------ ИСТОЧНИК ------
1 января 1862 года была сделана запись в его дневнике — горькая и безотрадная:
«Мне 44 года. У меня уже всё было и всё вышло — и я в себе спокойно сомневаюсь, то есть не признаю за собою никакого таланта. Мысль эта овладела мною с большой силой после осечки, учинившейся с Делом. Я думал, что, показавшись в 25 экземплярах, оно сделает шум и приобретет такую силу, что заставит себя пропустить на сцену — что явятся фанатики, целая партия, и она протащит Дело в свет, и сделается всё — ничего этого не вышло. Дело запрещено и для сцены и для печати… Дело покуда кануло в Лету».
Страница лейпцигского издания «Дела» с указанием тиража — 25 экземпляров — и дарственной надписью на французском языке: «Моей дорогой матери с моими слезами и моими поцелуями». 1861 г.
Это «покуда» продолжалось 20 лет. Фанатиков не нашлось, и партий не составилось. Впрочем, в 1860-х годах Александр Васильевич еще не терял надежды провести «Дело» на российскую сцену. Летом 1863-го он представил пьесу на рассмотрение цензору Третьего отделения Нордштрему. В конце июня, когда уже был составлен рапорт о пьесе, Нордштрем вызвал Александра Васильевича для личной беседы. В кабинете цензора, несмотря на солнечный летний полдень, было темно, пахло сигарами и паркетной мастикой. Высокий худощавый чиновник с узкими заостренными плечами, поднимавшимися чуть ли не до ушей, из-под которых выглядывали шарами просвечивающие серые бакенбарды, стоял спиной к столу и что-то с интересом рассматривал на улице, глядя в узкую щель между портьерами.
— Мне хотелось бы узнать, — медленно произнес цензор, подставляя к неподвижной полоске света то один, то другой любопытствующий глаз, — на что вы, собственно говоря, надеялись, милостивый государь, подавая мне пьесу? Вы считали меня за дурака? Скажите откровенно, я не обижусь.
— Я вас не понимаю, господин Нордштрем.
— Ну хорошо. — Нордштрем быстрым движением сдвинул портьеры и недовольно отошел от окна, как будто всё то, за чем он так внимательно наблюдал, вдруг потеряло для него всякий интерес. — Хорошо. Я скажу вам просто и прямо, чтоб у вас не оставалось никаких сомнений. Я вашу пьесу запрещаю. Она никогда, слышите — никогда! — не выйдет на сцену. Мы на себя руку поднять не можем! Здесь всё осмеяно, всё самое святое, что есть в государстве: законность, власть, лица высшего управления!
— Простите, господин цензор, вы, вероятно, ошибаетесь, в моей пиэссе действуют отдельные и незначительные чиновники, да к тому же фигуры в некотором роде фантастические.
------ ОТОБРАННЫЕ ЗАПИСИ ------
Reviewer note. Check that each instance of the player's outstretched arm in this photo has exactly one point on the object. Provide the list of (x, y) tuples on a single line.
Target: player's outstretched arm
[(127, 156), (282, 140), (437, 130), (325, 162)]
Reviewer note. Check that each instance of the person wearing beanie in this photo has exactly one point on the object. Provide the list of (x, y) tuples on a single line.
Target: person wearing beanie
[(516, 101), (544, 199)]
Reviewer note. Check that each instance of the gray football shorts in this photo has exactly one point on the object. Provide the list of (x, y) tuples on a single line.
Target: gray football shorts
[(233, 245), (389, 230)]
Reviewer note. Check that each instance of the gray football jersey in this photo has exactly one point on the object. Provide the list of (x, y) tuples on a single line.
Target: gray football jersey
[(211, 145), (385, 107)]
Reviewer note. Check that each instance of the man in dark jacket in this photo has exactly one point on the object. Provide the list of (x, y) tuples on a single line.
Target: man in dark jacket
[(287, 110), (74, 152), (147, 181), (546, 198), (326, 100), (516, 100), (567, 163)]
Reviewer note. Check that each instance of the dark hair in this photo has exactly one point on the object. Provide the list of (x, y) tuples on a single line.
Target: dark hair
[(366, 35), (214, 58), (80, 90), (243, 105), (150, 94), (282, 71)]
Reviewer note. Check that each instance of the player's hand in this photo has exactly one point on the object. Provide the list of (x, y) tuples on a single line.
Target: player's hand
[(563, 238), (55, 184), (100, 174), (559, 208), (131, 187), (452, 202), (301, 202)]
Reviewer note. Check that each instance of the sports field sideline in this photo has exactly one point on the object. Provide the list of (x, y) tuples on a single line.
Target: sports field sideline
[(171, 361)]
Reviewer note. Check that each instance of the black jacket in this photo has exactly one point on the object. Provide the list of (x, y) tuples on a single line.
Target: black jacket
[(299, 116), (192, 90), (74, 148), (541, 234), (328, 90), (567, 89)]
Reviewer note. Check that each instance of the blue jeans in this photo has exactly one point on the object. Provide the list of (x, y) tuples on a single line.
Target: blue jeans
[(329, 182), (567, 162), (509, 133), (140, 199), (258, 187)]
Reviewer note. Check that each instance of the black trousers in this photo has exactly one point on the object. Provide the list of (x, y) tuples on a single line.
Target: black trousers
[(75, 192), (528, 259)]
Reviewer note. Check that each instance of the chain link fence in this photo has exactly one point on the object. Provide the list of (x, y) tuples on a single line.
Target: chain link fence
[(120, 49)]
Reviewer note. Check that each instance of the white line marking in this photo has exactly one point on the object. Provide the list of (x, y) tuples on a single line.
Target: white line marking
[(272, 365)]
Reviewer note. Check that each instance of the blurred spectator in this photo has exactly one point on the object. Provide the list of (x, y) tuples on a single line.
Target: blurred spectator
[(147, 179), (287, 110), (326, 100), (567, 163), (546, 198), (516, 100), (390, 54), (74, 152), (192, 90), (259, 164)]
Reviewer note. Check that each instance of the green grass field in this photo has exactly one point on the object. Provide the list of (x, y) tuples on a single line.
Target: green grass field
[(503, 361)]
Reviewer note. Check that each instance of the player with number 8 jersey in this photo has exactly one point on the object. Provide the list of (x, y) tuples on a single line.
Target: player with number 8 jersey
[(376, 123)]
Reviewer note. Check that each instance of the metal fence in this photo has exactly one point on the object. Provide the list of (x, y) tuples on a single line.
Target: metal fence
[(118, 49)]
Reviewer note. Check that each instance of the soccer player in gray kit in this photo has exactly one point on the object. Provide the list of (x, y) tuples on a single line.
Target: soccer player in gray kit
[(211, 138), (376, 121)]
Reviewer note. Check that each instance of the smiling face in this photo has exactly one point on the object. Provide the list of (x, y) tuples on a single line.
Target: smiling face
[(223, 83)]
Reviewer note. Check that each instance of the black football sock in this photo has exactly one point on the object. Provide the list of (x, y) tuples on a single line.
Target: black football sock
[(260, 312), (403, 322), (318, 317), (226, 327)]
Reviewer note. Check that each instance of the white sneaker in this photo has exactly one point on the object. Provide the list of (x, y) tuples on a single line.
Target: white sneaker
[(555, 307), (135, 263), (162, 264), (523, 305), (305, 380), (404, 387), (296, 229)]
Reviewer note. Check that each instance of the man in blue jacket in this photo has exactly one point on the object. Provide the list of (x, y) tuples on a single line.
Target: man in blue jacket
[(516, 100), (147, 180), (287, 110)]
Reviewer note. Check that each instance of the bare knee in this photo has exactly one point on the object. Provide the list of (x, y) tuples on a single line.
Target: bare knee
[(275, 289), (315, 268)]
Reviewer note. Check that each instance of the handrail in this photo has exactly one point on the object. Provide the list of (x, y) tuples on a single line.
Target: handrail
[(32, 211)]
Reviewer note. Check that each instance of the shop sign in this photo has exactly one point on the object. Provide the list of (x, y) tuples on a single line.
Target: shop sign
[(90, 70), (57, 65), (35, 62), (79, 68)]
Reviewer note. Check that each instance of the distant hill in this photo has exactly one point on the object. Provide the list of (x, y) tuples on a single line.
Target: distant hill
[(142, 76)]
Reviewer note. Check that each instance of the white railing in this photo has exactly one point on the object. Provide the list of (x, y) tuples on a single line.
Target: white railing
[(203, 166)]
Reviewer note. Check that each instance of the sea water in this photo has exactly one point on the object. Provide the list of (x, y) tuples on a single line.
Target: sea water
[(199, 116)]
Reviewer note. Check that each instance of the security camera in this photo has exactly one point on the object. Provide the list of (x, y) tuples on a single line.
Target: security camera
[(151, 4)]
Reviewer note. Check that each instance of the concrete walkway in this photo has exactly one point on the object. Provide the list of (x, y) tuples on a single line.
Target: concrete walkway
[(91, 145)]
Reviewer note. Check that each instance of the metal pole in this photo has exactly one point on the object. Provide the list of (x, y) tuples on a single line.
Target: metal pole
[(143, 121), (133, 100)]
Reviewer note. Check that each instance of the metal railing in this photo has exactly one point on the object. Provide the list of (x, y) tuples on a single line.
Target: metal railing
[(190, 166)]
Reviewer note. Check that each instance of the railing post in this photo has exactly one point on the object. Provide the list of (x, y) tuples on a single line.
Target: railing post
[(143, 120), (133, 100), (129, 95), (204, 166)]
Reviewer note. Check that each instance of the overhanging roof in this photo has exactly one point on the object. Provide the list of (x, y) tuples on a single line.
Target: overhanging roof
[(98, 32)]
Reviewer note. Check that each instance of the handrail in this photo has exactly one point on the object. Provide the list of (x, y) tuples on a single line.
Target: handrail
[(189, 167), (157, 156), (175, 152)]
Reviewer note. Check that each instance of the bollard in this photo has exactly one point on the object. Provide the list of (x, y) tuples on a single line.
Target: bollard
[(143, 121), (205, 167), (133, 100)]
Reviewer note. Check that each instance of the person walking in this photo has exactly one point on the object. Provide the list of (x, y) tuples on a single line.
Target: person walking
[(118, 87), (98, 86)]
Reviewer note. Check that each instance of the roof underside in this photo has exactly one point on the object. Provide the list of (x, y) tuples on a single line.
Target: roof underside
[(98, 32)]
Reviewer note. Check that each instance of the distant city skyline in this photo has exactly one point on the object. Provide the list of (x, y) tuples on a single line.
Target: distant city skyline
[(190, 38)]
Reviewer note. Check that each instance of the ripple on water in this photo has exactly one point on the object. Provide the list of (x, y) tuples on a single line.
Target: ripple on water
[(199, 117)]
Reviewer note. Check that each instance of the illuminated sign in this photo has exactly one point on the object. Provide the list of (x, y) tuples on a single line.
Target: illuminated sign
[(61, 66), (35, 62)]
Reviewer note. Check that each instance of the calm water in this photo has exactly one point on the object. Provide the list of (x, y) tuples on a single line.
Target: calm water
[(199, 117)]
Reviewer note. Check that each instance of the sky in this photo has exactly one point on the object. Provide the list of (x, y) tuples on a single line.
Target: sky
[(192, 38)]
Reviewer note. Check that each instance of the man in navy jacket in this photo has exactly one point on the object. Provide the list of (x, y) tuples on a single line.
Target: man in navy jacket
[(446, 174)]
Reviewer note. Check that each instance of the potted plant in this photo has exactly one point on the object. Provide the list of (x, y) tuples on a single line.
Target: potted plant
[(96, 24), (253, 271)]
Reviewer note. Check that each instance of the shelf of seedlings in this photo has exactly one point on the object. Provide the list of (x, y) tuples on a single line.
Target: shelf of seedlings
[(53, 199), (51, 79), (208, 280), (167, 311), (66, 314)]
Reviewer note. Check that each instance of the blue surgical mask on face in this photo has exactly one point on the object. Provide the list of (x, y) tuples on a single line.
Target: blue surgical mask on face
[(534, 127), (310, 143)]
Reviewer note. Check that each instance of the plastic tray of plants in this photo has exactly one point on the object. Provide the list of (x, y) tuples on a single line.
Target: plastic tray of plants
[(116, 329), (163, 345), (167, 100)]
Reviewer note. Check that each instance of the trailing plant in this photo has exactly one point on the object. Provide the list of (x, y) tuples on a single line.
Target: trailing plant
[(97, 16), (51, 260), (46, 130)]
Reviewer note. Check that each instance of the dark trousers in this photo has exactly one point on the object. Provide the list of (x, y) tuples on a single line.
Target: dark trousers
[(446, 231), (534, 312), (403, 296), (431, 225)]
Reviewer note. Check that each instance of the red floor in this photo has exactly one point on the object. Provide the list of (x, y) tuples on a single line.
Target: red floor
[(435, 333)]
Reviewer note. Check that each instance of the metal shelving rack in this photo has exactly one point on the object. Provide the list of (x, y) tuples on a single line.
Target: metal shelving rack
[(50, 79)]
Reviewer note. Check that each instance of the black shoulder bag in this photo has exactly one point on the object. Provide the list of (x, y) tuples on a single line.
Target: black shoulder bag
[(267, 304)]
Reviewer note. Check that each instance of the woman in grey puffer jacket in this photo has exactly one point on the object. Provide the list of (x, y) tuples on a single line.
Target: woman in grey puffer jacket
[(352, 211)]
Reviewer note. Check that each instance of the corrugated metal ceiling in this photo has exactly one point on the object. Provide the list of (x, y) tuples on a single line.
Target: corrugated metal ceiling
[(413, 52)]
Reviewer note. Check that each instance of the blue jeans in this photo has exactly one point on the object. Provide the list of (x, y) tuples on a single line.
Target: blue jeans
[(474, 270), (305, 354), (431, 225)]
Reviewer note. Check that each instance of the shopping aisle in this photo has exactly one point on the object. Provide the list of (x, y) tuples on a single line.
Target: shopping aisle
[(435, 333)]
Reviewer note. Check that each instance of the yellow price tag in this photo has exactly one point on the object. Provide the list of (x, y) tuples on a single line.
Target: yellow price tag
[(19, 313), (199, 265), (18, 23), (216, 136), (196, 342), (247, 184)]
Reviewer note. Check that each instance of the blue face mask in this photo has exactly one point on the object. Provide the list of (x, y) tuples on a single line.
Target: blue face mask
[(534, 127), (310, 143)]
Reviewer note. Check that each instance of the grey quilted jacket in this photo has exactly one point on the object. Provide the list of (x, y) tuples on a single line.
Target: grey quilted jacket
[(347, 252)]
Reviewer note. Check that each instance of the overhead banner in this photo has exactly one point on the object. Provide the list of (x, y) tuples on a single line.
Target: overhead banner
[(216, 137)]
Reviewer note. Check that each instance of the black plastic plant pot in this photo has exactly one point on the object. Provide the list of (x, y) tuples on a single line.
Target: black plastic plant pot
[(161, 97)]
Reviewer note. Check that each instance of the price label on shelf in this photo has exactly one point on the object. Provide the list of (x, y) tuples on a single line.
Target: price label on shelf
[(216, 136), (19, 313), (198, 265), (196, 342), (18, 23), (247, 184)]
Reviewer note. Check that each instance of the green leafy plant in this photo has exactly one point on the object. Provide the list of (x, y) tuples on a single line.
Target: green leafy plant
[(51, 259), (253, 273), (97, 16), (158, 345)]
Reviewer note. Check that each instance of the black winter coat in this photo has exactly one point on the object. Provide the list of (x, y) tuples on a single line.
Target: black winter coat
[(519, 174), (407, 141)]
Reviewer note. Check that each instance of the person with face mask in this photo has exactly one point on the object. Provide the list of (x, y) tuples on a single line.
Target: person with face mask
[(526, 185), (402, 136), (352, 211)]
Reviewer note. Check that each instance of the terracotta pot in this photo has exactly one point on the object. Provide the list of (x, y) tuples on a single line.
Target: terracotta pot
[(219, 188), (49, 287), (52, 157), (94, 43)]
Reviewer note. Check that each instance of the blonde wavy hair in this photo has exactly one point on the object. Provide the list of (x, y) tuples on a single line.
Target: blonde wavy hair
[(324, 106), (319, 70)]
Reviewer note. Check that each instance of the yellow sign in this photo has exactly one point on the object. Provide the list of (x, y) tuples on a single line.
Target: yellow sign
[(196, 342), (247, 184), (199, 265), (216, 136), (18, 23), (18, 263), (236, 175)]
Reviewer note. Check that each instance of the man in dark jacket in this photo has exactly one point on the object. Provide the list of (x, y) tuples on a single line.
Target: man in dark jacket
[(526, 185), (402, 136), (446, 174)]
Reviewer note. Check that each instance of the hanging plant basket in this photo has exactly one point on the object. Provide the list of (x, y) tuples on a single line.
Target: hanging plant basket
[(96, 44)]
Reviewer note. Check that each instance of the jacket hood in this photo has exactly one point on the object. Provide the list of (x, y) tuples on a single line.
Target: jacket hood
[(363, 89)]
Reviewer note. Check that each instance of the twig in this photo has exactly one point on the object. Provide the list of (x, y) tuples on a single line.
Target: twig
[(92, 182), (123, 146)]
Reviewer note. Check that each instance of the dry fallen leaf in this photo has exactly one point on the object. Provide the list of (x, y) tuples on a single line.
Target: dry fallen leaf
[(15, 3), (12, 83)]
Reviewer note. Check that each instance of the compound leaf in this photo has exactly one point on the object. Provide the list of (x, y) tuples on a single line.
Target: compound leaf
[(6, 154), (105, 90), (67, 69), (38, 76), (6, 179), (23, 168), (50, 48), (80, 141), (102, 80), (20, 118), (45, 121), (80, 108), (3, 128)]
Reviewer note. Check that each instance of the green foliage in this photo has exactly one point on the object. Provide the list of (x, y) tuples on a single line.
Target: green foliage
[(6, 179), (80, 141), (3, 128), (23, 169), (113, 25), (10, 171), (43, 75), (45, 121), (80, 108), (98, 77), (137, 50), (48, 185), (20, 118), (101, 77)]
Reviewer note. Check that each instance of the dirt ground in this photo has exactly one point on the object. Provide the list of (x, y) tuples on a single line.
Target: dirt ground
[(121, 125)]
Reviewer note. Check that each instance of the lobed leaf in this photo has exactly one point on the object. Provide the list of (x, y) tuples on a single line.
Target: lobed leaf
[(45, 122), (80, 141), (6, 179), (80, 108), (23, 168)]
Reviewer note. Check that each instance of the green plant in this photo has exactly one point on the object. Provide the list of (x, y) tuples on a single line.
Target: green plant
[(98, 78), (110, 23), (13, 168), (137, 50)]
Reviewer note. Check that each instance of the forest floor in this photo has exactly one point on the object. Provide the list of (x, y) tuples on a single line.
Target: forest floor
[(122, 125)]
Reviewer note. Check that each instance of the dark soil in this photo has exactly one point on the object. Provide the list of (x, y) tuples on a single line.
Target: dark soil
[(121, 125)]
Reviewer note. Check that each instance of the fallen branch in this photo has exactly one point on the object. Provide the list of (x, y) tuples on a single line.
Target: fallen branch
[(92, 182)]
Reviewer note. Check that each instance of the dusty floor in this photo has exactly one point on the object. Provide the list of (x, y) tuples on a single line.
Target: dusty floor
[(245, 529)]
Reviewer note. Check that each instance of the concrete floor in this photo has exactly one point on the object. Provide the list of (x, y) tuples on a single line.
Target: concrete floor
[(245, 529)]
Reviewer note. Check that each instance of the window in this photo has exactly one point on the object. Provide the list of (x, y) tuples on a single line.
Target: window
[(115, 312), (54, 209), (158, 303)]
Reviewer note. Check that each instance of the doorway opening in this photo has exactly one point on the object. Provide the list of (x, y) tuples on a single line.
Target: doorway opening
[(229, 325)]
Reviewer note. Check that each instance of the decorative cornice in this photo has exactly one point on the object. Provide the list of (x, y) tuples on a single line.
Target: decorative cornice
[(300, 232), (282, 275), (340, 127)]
------
▸ ЗАДАНИЕ:
Какому цензору Александр Васильевич представил пьесу «Дело» летом 1863 года, согласно источнику?

▸ РЕЗУЛЬТАТ ВЫПОЛНЕНИЯ:
Цензору Третьего отделения Нордштрему.